• [Task to carry out]: Scale the entries starting at the line that contains "For our annual mammal census, mark every red" and ending at the line that contains "[0,0,600,358]", both lines included, by reproducing every line with its wording unchanged. Multiply each bounding-box coordinate by 0.35 and round it to a whole number, with halves rounded up.

• [Dataset excerpts]:
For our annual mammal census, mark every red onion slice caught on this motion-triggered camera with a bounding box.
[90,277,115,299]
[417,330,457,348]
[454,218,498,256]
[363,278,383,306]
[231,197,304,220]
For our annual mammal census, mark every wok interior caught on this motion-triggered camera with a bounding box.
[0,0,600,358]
---
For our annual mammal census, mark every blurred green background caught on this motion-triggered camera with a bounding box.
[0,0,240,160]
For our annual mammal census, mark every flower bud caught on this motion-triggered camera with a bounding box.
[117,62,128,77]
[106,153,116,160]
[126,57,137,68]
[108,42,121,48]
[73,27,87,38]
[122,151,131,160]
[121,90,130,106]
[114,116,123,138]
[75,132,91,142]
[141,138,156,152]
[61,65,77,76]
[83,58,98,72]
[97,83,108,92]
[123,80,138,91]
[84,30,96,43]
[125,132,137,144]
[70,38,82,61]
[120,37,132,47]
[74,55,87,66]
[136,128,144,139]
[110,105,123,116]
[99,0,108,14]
...
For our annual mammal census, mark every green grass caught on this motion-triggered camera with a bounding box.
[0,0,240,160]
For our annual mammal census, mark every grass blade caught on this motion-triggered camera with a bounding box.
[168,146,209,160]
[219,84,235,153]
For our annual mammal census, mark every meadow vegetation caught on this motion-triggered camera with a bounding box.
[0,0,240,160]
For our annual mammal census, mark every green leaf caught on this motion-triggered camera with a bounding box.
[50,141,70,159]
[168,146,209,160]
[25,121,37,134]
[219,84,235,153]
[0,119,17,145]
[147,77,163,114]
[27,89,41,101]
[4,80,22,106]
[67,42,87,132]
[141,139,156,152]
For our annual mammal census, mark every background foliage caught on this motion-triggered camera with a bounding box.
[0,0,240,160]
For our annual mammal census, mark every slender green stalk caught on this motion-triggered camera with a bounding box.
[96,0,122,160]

• [Result]:
For our annual mammal census, mark every red onion slice caught on this motion-triggered camera with a bounding box.
[32,97,40,105]
[146,116,160,122]
[159,76,174,90]
[127,97,134,107]
[81,69,106,77]
For our annual mammal census, mark every wok interior caught on this motion-triggered camera with a bounding box.
[0,0,210,125]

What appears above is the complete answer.